Document text |
>>

The connection between the health of the planet and its people is undisputed. Now we find that involvement in developing sustainability initiatives not only boosts workplace well-being and motivation, but is key to attracting the best young talent, writes Dr Robin Clark.
When we launched the Bupa Wellbeing Index a little over a year ago, our aim was to uncover the state of the UK’s health and wellbeing.
In that time, we’ve seen how our healthcare needs and expectations have evolved, influenced by the changing global and geo-political landscape.
However, it seems that our physical and mental health has somewhat stagnated.
The Bupa Wellbeing Index is a nationally representative sample survey of over 8,000 UK adults.* In 2022, 51% of respondents rated their physical health positively, with 14% reporting very good health and 37% saying their health was somewhat good.
In 2023, the percentage of respondents rating their physical health positively decreased to 49%, the number reporting very good physical health remained at 14% and those rating their physical health as somewhat good also remained similar at 36%.
The same pattern can be seen when it comes to mental health. In 2022, 54% of respondents rated their mental health positively, with 22% saying their mental health was very good and 32% rating it somewhat good.
In 2023, the percentage of respondents rating their mental health positively slightly decreased to 50%, the proportion of respondents reporting very good mental health decreased to 20%, while the percentage of those rating their mental health as somewhat good decreased to 29%
These statistics clearly show that there’s work to be done to support a healthier population.
We know that we’re still seeing the long-term impact of the pandemic on our health and wellbeing, and our focus is now on finding innovative solutions to address this.
We want to encourage people to take action, provide information about where and how they can access it and support them to stay well for longer. And encouragingly, an overwhelming 88% of respondents believe that their health and wellbeing is a priority for them in the future.

<<

Work request 1 |
Using the Bupa Wellbeing Index article, answer each question briefly:
(a) How many UK adults does the survey sample?
(b) In 2022, what percentage of respondents said their mental health was very good?
(c) What share of respondents believe their health and wellbeing is a priority for them in the future?
Work request 2 | Please carry on the Bupa Wellbeing Index article from its final sentence, in the same voice.

Information |
>>

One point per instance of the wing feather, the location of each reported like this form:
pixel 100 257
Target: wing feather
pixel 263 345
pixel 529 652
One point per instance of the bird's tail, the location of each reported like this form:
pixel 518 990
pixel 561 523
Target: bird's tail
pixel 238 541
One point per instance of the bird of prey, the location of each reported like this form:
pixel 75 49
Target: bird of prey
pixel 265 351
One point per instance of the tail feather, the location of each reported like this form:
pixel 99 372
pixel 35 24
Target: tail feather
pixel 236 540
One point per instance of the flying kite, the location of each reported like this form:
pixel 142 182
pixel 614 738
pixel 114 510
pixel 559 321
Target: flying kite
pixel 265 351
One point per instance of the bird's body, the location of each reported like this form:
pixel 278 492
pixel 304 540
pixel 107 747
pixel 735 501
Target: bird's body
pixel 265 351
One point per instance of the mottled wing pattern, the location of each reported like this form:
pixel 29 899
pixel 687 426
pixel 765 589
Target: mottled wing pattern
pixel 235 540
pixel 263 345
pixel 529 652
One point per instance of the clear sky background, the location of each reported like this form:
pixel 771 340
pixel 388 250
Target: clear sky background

<<

Exercise response 1 |
(a) Over 8,000
(b) 22%
(c) 88%

Exercise response 2 |
Key concerns causing anxiety
Wellbeing Index respondents reported climate change, social injustice, poverty and mental health as the significant concerns causing them anxiety. Increasing rates of poor mental health caused anxiety for 62% and increasing rates of poor physical health worried 59%.
The survey revealed that 60% of respondents are anxious about the negative impacts of climate change, while unsurprisingly 79% are anxious about the cost of living.
Younger people also feel a significant sense of responsibility for facing up to ecological issues – nearly half of Gen Z (46%) agree they feel the burden of climate change on their shoulders.
The majority of both Millennials and Gen Z (56% and 59% respectively) agree their anxiety about environmental issues will only increase in the future.
The power of prevention
In healthcare, the importance of pioneering a more sustainable system is paramount – particularly in light of increasing pressure on the system and, as our survey reports, nearly six in ten people (59%) are currently feeling anxious about increasing rates of poor physical health.
A key focus in the months and years ahead must be on recognising the value of prevention in healthcare and its positive implications for the planet.
It’s concerning that fewer than one-in-ten (9%) people report making any lifestyle changes to contribute to preventive measures in the last three months.
This isn’t just the responsibility of the healthcare sector, employers have a role to play here too.
Respondents reported that initiatives associated with maintaining good health would increase their motivation at work; 53% said free gym memberships, 62% said health insurance and 40% said cycle to work schemes.
Shifting towards a proactive approach and prioritising preventive care not only benefits individual well-being, but also yields significant environmental advantages.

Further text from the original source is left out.